=== WHAT TO PRODUCE ===
An exact transcription of the entries is required, with none of the pictures carried over.

=== RECORDS SUPPLIED ===

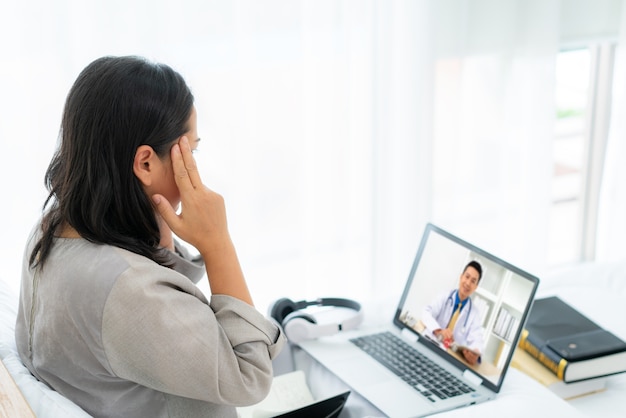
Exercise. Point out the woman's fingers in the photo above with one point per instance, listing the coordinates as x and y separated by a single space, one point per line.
168 214
189 162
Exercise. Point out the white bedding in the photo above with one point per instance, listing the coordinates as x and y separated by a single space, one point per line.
597 290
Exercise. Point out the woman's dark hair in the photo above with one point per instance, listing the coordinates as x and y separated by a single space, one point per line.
115 105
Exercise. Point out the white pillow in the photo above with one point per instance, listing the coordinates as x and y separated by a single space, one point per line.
45 402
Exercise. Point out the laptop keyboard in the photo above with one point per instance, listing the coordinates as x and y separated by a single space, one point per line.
412 366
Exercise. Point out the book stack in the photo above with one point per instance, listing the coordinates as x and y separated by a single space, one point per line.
575 354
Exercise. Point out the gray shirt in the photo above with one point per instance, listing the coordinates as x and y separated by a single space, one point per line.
122 336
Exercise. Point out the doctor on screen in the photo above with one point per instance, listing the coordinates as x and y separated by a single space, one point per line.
453 318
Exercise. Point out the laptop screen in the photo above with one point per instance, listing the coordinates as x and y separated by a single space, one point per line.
494 298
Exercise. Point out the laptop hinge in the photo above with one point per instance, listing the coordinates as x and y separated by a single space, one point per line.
408 335
472 377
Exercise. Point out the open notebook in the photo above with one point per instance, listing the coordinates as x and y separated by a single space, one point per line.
372 362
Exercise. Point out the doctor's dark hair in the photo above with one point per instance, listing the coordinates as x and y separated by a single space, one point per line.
476 266
115 105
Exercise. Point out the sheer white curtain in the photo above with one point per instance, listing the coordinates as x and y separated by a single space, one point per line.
612 209
493 124
334 129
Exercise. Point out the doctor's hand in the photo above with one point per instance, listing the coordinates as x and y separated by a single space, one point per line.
470 356
444 334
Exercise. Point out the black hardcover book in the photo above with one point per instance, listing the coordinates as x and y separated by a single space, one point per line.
568 343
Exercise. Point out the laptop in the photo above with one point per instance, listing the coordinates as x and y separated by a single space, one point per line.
490 322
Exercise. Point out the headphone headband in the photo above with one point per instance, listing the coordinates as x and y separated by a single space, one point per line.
300 326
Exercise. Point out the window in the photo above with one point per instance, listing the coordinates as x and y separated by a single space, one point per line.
583 82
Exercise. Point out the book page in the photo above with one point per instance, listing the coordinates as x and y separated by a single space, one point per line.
289 391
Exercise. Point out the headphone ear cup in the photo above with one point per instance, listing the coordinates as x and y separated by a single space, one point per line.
299 326
281 309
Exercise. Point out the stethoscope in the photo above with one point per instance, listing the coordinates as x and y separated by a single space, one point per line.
469 308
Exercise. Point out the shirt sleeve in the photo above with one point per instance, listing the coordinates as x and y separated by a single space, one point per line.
160 331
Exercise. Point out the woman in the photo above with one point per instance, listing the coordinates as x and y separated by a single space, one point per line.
109 313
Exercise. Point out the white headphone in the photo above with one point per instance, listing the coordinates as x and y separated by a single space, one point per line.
300 326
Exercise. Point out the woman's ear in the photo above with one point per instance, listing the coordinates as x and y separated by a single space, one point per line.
144 164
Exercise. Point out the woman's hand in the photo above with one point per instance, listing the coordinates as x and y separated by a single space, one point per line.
202 223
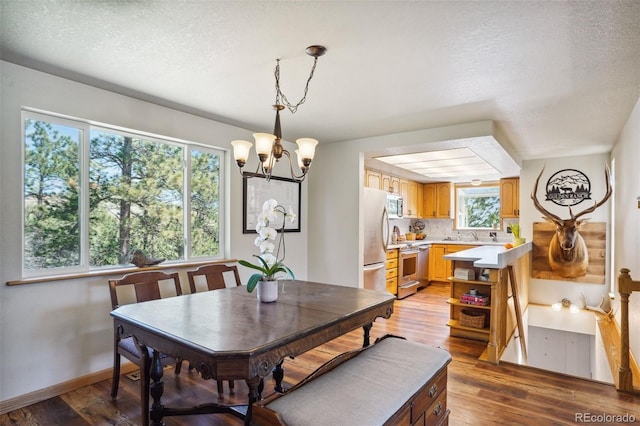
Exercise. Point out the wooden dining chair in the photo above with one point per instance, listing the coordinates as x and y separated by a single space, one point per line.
214 276
133 288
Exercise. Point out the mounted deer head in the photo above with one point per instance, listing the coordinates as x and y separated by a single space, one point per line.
568 255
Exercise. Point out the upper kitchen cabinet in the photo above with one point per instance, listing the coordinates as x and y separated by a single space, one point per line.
411 193
510 197
377 180
391 184
372 179
437 200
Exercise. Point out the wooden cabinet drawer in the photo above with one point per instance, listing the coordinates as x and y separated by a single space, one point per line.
436 411
392 273
431 393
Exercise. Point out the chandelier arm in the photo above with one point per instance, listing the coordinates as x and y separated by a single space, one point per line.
282 98
294 176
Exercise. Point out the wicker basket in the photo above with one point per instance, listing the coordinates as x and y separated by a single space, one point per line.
472 318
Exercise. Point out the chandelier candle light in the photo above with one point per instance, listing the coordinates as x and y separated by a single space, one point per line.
270 264
269 147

=== RESULT OF THE TASK ===
Exercise. Point out the woman's fingers in the photo above with one point per instance, listing the coordinates as x and y separated by a single space, one point per line.
168 214
189 162
Exercise. Point out the white bedding in the photo above with one point per instance, listing the coordinates as x and y separated by a single space, one point per line.
597 290
Exercise. Point out the woman's dark hair in the photo above with one point per instance, listing the coordinates as x and y separated by a single space, one point per line.
115 105
Exercise. Point out the white pillow in the photo above with one point per instance, listing the coordinates as x and y separated by a single space, one point per line.
45 402
Exercise. Point out the laptop keyboard in the photo above with one point per instance, listing the coordinates as x and y separated by a single space, one point per line.
412 366
Exercise. Point out the book stack in the photo above with one point per instance, listing the coordinates as x and y separated by a single space, one point per line.
575 354
Exercise. Point out the gray shirt in the photo above with one point per instance, listing the coordinates as x and y separated by a single space, one point per line.
122 336
Exercise. Point out the doctor on screen in the photo above with one point per instance, listing the coordinates as x and y separated by a single space, one point per line.
453 318
Exercise. Point out the laptop screen in the photo above with one point per instance, listing the coordinates as x and y separated by a single space, one point per line.
494 298
Exercise. Point out the laptop hinge in the photo above with one point per instance, listing the coordinates as x and y separated by a single space, one point per line.
408 335
472 377
Exercise. Point out the open notebook in the photo above with one point per instance, listing the coordinates as x and y separated by a single space, one point per line.
372 362
Exercise. Point out the doctor's dark hair in the photo above with one point per instance, listing the coordinates as x and y separated by a single space, one point per line.
476 266
115 105
Exercise. Point out the sheer white curtain in the photo above with one point per instance, listing the coordinates as x and y separated by a single space, one point per line.
612 209
493 124
334 129
Exercise. Point out the doctor's hand in the photo above with one point per instance, listing the coordinates as x and y separated by a single space, one point per line.
470 356
444 334
Exercise. Point out the black hardcover book in the photo above with one point per instance, listing the coordinates as x and y separated by a single space, one point per line.
568 343
Exercise. Point out the laptop in the photo above with one point per instance, listing the coordinates as x and y separated by a single space, one point per line.
490 322
Exercise. Point out the headphone headband in the photo above with one point per instance, listing the coordinates as x and y separated by a single space, one point per line.
300 326
Exercise. Point out the window in the photo above with one point per instance, listing the coordinates as x and y separated by a single space, one point per line.
583 82
Exercise. Point out the book page in the photo above with one point per instance, listing the coordinates as x and y separated by a single space, one point per line.
289 391
Exercise. Point out the headphone ear cup in the photo above with one point per instance, listing the coordinates as x and y separated by a single space, one point per line.
299 326
281 309
Exercise. Point out the stethoscope in the photo above with one point per instance, listing the coordinates as x and y separated by a single space, one point per line.
469 308
Exercise. Point out the shirt sleeve in the photo above with one point per instance, listing the coordinates as x and y separated by a single space, one point per line.
160 331
Exercise. Point out the woman in the photo above with one point per instance, listing the coordinates as x and y separated by a single space, one point per line.
109 313
Exercise. Point out the white headphone in the photo above with one point per instance, listing the coordinates as x and y separated by a single space, one point per line.
300 326
Exercise. Point out the woman's ear in the photo above with one point per instance, listing the coordinates as x and y separated by a single space, one point per line.
144 164
Exercise. Point out the woman's hand in the photo above with one point per instance, listing the coordinates as x and y separated by a single space, one point per line.
202 223
Exercise. Point out the wooden dining chair in the photo above with one point per instance, listing the coordinates as x and y separated by a single space, one point per line.
214 276
133 288
Exercise. Point out the mounted deer head in the photo above with one point per instance, listing the coordinates as x and y separated by a single space, one point per line.
568 255
Exercise. Point out the upper kitchen cabinet in the photo above with one point per instance, listing the coordinates as x and y separated by a single space, one point per line.
411 193
510 197
377 180
391 184
372 179
437 200
Exercise. Point out the wooden cabinet drawer in the photo above with one point per instance, listing the coordinates as x and y separated by a single space, one point per line.
436 411
392 273
431 393
Exercise. Point out the chandelier arm in the photo above with one point per instance, listing the coordinates as x and y separated by a single space, one point per line.
282 98
294 176
Exercise. Point out the wicker basket in the photo above with one point per instance, listing the coordinates as x and y separated by a single space, one point per line.
472 318
Exercise. Point out the chandelier candle light in the photo above with one point per instance, listing the coordinates as x and y separated by a single space, one point per line.
270 264
269 147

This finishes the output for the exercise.